* Excerpt provided *
Our findings support the use of two or more readers for determining conclusive image readings in research, particularly for images with some ambiguity. In cases where a reliable result was previously documented, one expert’s reading might be sufficient for a conclusive reading. The use of two readers must be weighted against the additional effort required to solve disagreements in consensus or to employ additional readers. MRIs of upper neck ligaments yield limited clinical information, and they are not recommended for routine clinical use [12, 13, 31, 32, 35, 36]. It has been speculated that the ligament high signal intensities may represent normal morphological ligament variants with loose connective tissue and/or fat [13, 27, 31]. Nevertheless, the present study suggested that more than one reader would provide benefit, e.g., on MRI findings in a whiplash patient. Further studies of clinically important image findings are required to confirm the higher reliability of two readers compared to one.

An important unresolved question is whether a “two readers approach” provides better agreement with a clinical “gold” standard than readout with one single expert, or has better predictive utility. No “gold” standard exists and no predictive utility has been documented for the MRI findings evaluated in this study. It is also not clear whether a “multiple readers approach” with use of more than two independent readers’ majority score may be more reliable, accurate or clinically useful, or whether an assessment of discrepant reads per se may provide clinically more relevant information than consensus reading in cases of disagreement.

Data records
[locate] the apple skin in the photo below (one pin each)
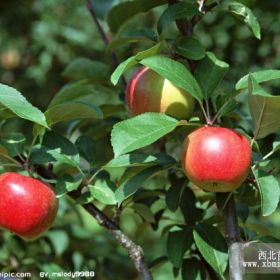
(28, 207)
(147, 91)
(216, 159)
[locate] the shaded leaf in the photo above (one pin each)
(140, 131)
(103, 191)
(178, 242)
(67, 184)
(86, 148)
(212, 246)
(246, 15)
(59, 240)
(177, 11)
(120, 13)
(135, 182)
(264, 108)
(15, 102)
(129, 160)
(209, 73)
(144, 211)
(269, 191)
(192, 269)
(14, 142)
(259, 76)
(190, 48)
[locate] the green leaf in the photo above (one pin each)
(192, 269)
(259, 76)
(140, 131)
(82, 68)
(209, 73)
(178, 242)
(15, 102)
(55, 148)
(131, 61)
(59, 240)
(269, 191)
(144, 211)
(129, 160)
(120, 13)
(103, 191)
(127, 40)
(190, 48)
(175, 72)
(14, 142)
(264, 109)
(131, 184)
(177, 11)
(72, 111)
(86, 148)
(191, 213)
(173, 195)
(67, 184)
(246, 15)
(212, 246)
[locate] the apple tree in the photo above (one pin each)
(140, 193)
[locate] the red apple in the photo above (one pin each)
(28, 207)
(147, 91)
(216, 159)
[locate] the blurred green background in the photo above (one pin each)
(38, 40)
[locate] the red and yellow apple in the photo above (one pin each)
(28, 206)
(147, 91)
(216, 159)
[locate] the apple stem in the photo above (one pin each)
(207, 118)
(232, 236)
(103, 35)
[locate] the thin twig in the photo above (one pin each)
(103, 36)
(135, 251)
(232, 236)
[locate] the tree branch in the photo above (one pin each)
(103, 35)
(232, 236)
(135, 251)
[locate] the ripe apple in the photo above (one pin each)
(216, 159)
(28, 207)
(147, 91)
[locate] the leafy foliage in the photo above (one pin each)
(87, 143)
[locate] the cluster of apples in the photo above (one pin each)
(214, 158)
(28, 206)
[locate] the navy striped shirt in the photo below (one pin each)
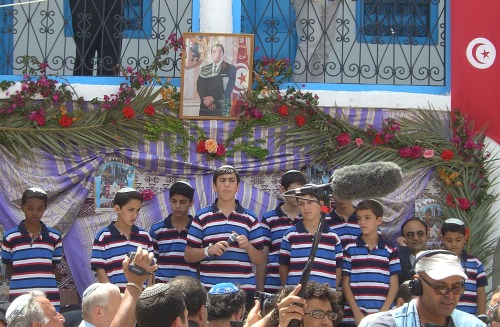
(170, 246)
(370, 273)
(346, 230)
(475, 278)
(32, 261)
(275, 224)
(295, 250)
(210, 226)
(110, 248)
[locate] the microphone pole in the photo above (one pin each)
(310, 261)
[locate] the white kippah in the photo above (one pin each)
(454, 221)
(37, 190)
(127, 189)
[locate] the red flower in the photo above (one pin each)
(343, 139)
(283, 111)
(149, 110)
(200, 148)
(416, 151)
(300, 120)
(65, 121)
(447, 155)
(128, 112)
(450, 201)
(221, 150)
(405, 152)
(464, 203)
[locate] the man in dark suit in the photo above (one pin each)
(215, 84)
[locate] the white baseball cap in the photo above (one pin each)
(439, 264)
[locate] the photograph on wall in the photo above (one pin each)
(111, 176)
(216, 74)
(431, 213)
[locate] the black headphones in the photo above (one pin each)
(415, 285)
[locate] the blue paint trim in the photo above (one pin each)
(87, 80)
(438, 90)
(236, 16)
(195, 16)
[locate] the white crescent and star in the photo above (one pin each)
(481, 53)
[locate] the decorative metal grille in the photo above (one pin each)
(394, 42)
(40, 30)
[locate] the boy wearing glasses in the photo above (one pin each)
(473, 300)
(370, 268)
(438, 285)
(413, 239)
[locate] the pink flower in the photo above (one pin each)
(405, 152)
(428, 154)
(343, 139)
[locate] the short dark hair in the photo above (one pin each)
(182, 188)
(122, 198)
(195, 293)
(313, 290)
(453, 228)
(404, 293)
(223, 306)
(223, 170)
(414, 219)
(292, 176)
(33, 194)
(159, 305)
(373, 205)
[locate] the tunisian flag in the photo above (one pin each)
(475, 74)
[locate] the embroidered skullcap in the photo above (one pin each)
(154, 290)
(454, 221)
(127, 189)
(223, 288)
(37, 190)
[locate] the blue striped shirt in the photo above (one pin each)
(170, 246)
(346, 230)
(110, 248)
(295, 250)
(275, 224)
(475, 278)
(210, 226)
(32, 261)
(370, 272)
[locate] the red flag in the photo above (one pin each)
(242, 77)
(475, 74)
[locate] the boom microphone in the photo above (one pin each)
(365, 181)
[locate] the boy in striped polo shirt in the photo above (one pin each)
(113, 242)
(297, 242)
(169, 235)
(222, 256)
(473, 300)
(370, 268)
(275, 223)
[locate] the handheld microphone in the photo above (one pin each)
(231, 241)
(365, 181)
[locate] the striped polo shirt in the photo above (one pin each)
(170, 245)
(296, 247)
(32, 261)
(346, 230)
(110, 248)
(275, 224)
(210, 226)
(475, 278)
(370, 273)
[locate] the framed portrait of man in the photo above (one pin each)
(216, 74)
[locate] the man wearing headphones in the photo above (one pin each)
(437, 285)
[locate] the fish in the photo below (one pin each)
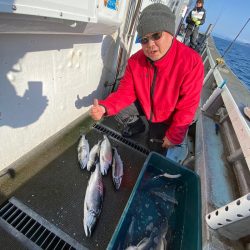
(170, 176)
(93, 154)
(93, 201)
(117, 169)
(165, 197)
(83, 152)
(156, 240)
(105, 155)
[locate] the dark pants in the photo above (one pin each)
(192, 32)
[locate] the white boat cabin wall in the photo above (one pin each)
(55, 58)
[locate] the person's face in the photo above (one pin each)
(155, 45)
(199, 5)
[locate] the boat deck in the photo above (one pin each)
(57, 192)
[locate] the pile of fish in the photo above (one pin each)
(99, 158)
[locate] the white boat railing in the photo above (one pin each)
(239, 123)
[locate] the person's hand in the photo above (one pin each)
(197, 23)
(97, 111)
(167, 143)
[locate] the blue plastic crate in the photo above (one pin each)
(166, 207)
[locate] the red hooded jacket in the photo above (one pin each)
(168, 90)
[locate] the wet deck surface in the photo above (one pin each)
(57, 193)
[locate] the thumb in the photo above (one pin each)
(95, 102)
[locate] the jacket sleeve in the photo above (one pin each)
(187, 103)
(203, 17)
(123, 97)
(189, 18)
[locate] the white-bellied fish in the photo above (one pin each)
(93, 154)
(156, 240)
(93, 201)
(117, 169)
(105, 155)
(83, 152)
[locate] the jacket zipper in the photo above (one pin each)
(152, 89)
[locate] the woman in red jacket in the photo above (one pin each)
(165, 77)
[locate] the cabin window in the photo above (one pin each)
(112, 4)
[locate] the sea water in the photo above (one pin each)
(237, 58)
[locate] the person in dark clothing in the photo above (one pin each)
(195, 18)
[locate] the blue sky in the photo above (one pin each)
(231, 15)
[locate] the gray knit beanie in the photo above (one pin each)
(156, 17)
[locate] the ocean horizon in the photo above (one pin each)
(237, 58)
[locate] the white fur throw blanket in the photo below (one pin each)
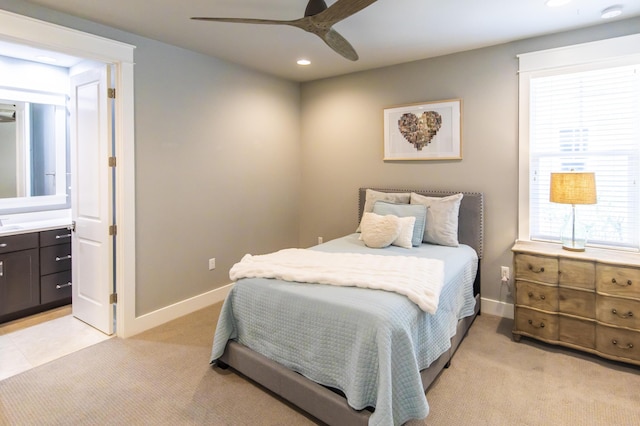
(419, 279)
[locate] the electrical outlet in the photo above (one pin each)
(505, 273)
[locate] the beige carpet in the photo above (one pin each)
(163, 377)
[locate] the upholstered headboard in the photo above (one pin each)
(470, 217)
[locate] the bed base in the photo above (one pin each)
(321, 402)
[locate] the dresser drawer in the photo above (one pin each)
(55, 237)
(55, 259)
(577, 273)
(618, 342)
(580, 332)
(19, 242)
(577, 302)
(622, 312)
(537, 296)
(536, 268)
(536, 323)
(55, 287)
(618, 280)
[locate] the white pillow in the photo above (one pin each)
(379, 231)
(405, 236)
(373, 196)
(442, 218)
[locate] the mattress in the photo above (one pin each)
(369, 344)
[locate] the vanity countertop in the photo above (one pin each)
(34, 226)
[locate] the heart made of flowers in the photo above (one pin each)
(419, 131)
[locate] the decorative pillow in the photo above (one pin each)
(373, 196)
(405, 235)
(442, 218)
(418, 211)
(379, 231)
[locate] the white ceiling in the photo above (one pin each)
(387, 32)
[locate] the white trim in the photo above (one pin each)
(24, 30)
(177, 310)
(617, 51)
(497, 308)
(585, 53)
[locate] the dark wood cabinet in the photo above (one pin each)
(19, 273)
(35, 272)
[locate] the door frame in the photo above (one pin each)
(32, 32)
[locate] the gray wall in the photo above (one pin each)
(217, 164)
(342, 139)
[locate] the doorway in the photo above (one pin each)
(37, 35)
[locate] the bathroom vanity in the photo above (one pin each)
(35, 272)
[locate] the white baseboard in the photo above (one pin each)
(497, 308)
(177, 310)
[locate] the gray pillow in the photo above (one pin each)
(418, 211)
(442, 218)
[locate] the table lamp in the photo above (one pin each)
(573, 188)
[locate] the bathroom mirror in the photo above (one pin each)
(33, 156)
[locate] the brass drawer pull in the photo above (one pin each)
(614, 281)
(629, 345)
(542, 297)
(541, 325)
(536, 270)
(627, 315)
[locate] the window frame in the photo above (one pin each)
(607, 53)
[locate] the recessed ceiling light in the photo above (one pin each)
(47, 59)
(611, 12)
(556, 3)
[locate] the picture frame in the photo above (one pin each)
(424, 131)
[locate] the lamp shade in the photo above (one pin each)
(573, 188)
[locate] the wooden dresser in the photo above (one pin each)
(583, 300)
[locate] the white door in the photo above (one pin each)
(91, 195)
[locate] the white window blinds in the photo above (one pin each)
(587, 121)
(582, 117)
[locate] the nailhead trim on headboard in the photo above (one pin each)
(470, 218)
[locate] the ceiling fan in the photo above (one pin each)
(318, 19)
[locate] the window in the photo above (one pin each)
(580, 110)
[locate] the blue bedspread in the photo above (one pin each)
(370, 344)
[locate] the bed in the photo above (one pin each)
(337, 352)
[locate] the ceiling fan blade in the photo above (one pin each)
(342, 9)
(339, 44)
(243, 20)
(314, 7)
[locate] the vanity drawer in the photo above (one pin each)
(577, 302)
(55, 259)
(618, 342)
(580, 332)
(622, 312)
(618, 280)
(536, 268)
(542, 325)
(537, 296)
(577, 273)
(55, 287)
(55, 237)
(19, 242)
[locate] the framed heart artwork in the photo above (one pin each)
(425, 131)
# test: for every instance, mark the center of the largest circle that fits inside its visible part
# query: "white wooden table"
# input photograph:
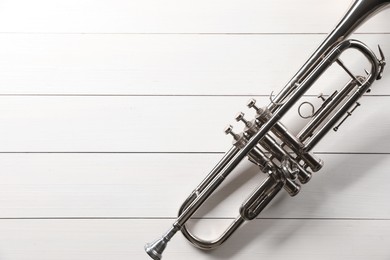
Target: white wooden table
(111, 112)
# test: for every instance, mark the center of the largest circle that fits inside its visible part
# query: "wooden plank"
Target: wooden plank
(155, 185)
(115, 64)
(174, 16)
(124, 239)
(161, 124)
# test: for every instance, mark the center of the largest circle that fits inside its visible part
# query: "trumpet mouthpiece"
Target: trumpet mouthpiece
(156, 248)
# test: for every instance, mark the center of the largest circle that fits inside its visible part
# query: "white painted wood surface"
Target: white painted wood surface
(111, 113)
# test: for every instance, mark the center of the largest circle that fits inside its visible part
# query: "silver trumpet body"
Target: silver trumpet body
(286, 158)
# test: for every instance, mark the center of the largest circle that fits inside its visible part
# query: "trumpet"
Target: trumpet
(284, 157)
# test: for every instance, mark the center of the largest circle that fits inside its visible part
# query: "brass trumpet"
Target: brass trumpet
(286, 158)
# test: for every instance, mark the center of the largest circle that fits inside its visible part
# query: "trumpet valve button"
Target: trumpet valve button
(252, 104)
(240, 117)
(229, 131)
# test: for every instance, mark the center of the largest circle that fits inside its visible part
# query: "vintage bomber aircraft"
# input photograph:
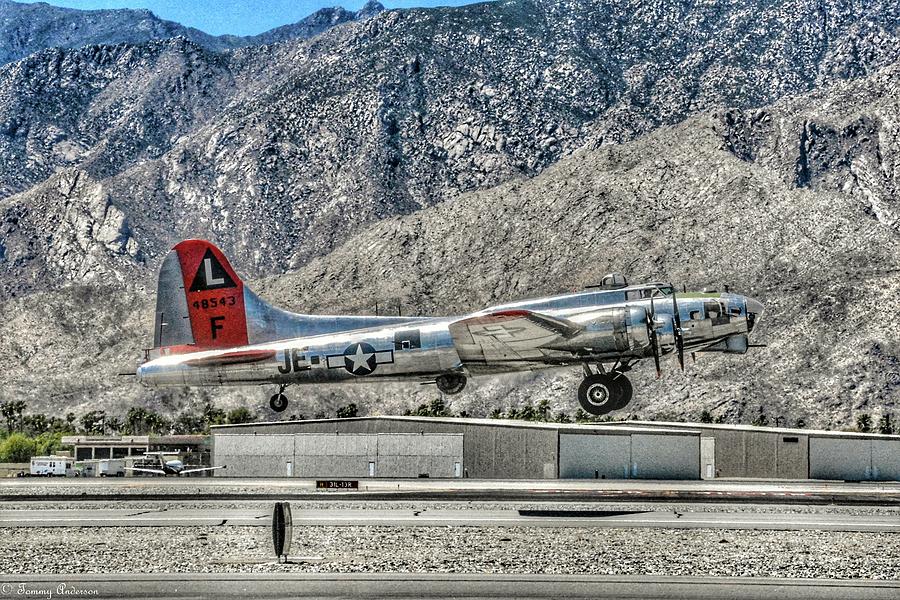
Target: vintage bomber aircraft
(210, 329)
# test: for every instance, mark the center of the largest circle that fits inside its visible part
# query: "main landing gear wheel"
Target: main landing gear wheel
(604, 392)
(451, 383)
(626, 391)
(278, 402)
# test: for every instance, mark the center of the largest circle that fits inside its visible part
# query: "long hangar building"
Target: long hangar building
(398, 447)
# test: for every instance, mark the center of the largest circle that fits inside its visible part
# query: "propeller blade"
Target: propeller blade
(679, 339)
(654, 341)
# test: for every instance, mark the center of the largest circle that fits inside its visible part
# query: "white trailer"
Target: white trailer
(51, 466)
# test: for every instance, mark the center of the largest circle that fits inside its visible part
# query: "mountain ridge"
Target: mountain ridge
(31, 27)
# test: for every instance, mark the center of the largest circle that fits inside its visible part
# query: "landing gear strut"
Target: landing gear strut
(602, 393)
(278, 402)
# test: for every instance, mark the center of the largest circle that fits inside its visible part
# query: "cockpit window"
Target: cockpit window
(663, 290)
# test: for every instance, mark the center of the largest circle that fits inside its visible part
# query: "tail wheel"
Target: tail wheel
(599, 394)
(278, 402)
(451, 383)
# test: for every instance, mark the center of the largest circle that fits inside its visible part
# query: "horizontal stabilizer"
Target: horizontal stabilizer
(236, 357)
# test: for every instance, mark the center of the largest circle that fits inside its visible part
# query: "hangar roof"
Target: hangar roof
(752, 428)
(644, 427)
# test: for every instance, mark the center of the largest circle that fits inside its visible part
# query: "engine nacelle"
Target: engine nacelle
(733, 344)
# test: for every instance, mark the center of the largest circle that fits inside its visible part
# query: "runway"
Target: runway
(223, 488)
(471, 517)
(413, 585)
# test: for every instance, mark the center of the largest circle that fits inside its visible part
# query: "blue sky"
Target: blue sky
(239, 17)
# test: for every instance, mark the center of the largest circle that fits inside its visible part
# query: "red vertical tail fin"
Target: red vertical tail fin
(200, 300)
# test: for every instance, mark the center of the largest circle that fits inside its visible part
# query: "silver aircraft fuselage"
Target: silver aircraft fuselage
(614, 328)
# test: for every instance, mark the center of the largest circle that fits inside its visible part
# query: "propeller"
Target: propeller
(679, 338)
(651, 333)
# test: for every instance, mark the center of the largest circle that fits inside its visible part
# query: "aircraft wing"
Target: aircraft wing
(156, 471)
(508, 335)
(197, 470)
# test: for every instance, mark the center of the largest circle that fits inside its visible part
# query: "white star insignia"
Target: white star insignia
(361, 359)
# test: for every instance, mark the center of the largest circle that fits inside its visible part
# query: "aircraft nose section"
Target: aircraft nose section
(755, 309)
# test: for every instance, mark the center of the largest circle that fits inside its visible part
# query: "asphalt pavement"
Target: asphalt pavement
(211, 514)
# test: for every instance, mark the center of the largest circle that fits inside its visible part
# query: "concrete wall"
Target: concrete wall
(760, 454)
(637, 455)
(854, 459)
(330, 455)
(583, 456)
(494, 451)
(253, 456)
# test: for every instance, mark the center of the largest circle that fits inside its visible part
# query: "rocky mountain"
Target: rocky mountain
(451, 158)
(29, 28)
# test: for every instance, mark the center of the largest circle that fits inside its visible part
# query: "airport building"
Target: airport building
(93, 447)
(400, 447)
(393, 447)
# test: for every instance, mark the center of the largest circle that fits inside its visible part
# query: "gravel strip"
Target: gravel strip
(805, 554)
(474, 505)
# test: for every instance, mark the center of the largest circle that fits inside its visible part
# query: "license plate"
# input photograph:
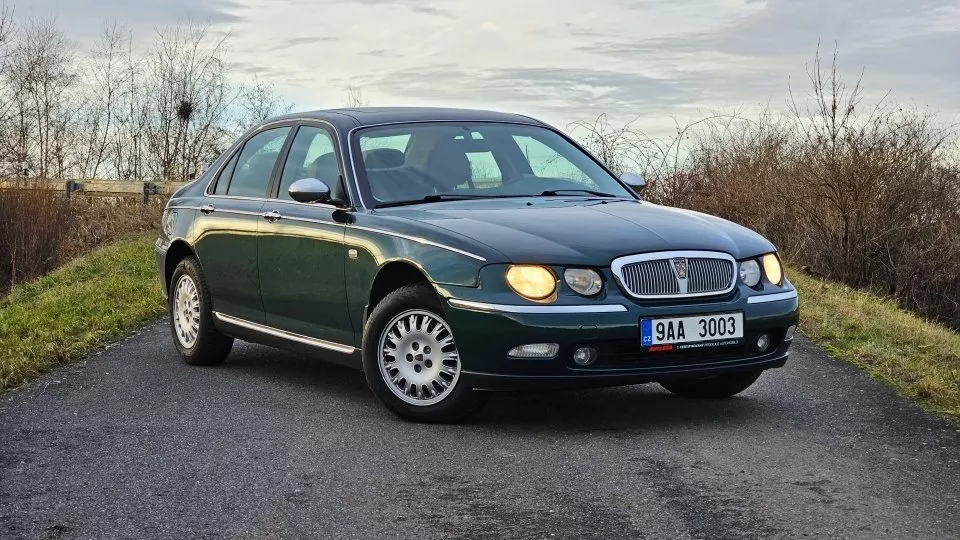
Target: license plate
(692, 331)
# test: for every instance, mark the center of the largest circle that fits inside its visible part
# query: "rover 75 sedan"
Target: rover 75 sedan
(450, 254)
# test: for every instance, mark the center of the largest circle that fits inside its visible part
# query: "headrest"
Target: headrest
(383, 158)
(448, 165)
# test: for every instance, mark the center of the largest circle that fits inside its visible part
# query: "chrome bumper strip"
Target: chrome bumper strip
(764, 298)
(510, 308)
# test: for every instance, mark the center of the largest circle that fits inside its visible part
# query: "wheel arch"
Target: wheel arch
(178, 251)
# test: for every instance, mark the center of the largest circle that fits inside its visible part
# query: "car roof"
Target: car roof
(349, 118)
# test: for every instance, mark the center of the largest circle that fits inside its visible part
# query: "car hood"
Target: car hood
(588, 232)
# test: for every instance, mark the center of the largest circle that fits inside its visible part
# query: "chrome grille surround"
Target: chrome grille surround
(676, 274)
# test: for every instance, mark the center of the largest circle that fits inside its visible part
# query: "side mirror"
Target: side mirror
(309, 190)
(635, 181)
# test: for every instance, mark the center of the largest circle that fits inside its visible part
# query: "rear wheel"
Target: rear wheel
(191, 322)
(411, 361)
(715, 387)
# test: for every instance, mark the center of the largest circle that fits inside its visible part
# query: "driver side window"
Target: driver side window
(311, 155)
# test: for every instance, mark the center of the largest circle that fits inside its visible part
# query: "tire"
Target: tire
(716, 387)
(197, 340)
(410, 323)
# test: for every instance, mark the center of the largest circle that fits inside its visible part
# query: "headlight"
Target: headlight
(583, 281)
(167, 222)
(772, 268)
(536, 283)
(750, 273)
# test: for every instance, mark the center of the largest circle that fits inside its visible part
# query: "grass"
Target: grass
(920, 359)
(83, 305)
(114, 290)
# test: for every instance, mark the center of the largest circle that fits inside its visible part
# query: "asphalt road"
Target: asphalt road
(133, 444)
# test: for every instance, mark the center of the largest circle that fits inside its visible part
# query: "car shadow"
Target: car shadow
(626, 408)
(297, 371)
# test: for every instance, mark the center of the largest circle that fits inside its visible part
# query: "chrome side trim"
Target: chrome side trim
(618, 264)
(353, 163)
(241, 212)
(510, 308)
(329, 345)
(419, 240)
(776, 297)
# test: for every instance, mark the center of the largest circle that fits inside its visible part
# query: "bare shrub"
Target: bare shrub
(41, 229)
(33, 227)
(864, 195)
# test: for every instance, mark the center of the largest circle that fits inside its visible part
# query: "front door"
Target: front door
(301, 249)
(227, 227)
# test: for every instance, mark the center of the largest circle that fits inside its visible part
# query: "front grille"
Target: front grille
(708, 275)
(675, 274)
(651, 277)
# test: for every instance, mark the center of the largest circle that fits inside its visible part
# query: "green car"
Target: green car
(453, 253)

* Task *
In the excerpt about using one or two MRI readers, what has been speculated that ligament high signal intensities may represent?

* The completed task *
Normal morphological ligament variants with loose connective tissue and/or fat.